··· DATA IN THIS EXERCISE ···
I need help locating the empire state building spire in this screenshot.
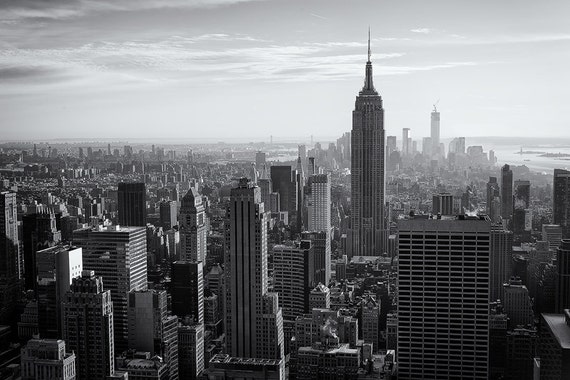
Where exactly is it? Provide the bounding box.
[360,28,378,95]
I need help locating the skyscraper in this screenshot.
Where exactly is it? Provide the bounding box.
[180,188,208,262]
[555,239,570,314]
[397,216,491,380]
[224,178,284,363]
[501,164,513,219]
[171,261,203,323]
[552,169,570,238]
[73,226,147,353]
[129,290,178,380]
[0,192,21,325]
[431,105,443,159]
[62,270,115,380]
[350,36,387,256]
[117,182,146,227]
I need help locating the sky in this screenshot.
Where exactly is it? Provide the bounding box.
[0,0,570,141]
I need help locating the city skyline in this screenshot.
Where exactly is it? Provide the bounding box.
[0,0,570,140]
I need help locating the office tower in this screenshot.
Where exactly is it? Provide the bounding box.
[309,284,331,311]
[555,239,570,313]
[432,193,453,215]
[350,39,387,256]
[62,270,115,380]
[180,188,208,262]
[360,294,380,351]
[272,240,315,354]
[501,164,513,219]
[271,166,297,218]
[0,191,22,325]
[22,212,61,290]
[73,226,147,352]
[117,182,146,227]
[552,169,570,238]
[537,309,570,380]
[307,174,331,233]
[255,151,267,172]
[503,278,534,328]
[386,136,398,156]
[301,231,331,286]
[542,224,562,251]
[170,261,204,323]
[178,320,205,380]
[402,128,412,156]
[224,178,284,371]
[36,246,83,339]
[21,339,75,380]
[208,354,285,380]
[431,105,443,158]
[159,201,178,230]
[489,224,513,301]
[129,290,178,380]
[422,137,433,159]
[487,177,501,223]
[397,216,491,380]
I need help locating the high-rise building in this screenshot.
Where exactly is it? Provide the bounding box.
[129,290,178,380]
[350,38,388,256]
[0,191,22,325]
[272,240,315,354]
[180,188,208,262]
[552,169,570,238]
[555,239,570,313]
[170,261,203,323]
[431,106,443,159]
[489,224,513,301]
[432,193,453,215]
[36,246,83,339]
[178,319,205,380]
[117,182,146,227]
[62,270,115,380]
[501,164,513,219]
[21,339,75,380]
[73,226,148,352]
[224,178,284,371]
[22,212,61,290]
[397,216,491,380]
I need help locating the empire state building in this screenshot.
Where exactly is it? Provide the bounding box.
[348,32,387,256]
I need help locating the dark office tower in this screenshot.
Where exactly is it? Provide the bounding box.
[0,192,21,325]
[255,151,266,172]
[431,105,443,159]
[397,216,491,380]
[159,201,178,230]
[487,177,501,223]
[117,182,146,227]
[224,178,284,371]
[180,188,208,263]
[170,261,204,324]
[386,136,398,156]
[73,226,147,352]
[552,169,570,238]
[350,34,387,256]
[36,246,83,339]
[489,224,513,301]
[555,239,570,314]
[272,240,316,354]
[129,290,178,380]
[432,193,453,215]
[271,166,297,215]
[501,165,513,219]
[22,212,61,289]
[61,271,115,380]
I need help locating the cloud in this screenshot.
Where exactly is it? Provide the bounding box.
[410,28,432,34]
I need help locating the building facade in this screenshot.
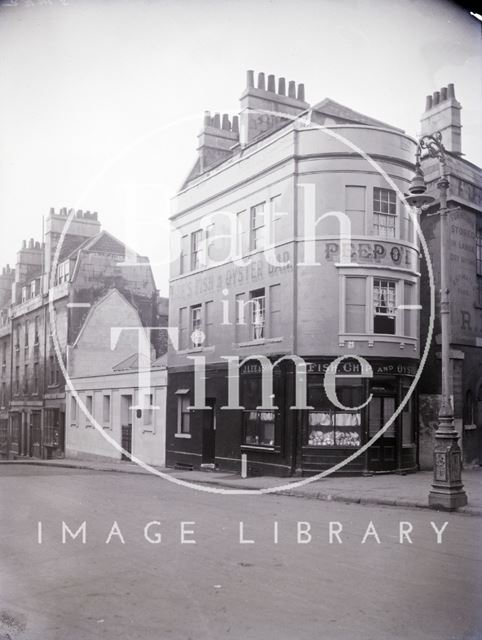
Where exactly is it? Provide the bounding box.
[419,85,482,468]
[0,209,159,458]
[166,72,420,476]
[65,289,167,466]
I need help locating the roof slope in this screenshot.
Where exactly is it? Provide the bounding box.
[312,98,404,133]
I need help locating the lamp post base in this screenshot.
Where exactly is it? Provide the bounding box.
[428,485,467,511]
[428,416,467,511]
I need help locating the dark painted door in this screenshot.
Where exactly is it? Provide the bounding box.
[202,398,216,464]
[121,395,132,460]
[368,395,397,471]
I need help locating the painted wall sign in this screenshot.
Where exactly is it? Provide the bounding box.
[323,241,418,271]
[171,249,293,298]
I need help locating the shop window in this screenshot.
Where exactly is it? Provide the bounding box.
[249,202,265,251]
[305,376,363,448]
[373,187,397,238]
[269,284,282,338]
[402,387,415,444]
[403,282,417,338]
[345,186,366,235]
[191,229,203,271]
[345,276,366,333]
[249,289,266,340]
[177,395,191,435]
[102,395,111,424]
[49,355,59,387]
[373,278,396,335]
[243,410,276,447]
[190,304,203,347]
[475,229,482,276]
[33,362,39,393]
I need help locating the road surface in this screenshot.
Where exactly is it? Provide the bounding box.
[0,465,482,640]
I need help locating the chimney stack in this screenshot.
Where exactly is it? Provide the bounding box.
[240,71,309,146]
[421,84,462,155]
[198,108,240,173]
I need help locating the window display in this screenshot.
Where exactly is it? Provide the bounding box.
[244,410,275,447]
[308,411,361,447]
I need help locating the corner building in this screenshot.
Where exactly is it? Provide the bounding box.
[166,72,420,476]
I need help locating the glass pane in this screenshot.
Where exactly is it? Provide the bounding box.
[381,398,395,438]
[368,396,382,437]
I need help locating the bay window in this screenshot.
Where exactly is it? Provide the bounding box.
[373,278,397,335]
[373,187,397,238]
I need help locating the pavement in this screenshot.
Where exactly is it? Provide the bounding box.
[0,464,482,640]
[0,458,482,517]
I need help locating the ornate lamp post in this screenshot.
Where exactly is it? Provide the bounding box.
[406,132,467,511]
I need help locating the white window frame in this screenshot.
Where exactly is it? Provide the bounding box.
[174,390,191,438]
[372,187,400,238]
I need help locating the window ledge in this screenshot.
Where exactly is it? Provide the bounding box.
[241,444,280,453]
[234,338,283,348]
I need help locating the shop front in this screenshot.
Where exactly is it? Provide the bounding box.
···
> **CHALLENGE**
In the data, rewrite the stretch from the line containing "I need help locating the cloud" through the line containing "[65,289,167,466]", changing "screenshot" to "image" and leaving everything else as is. Omit the pictures from your output.

> **TASK RESULT**
I need help locating the cloud in this image.
Where exactly is it? Provide the bounding box.
[410,28,432,34]
I need help locating the building facade in this image.
Where exactly is it? Provide the bounding box.
[419,85,482,468]
[0,209,159,458]
[166,72,420,476]
[65,289,167,466]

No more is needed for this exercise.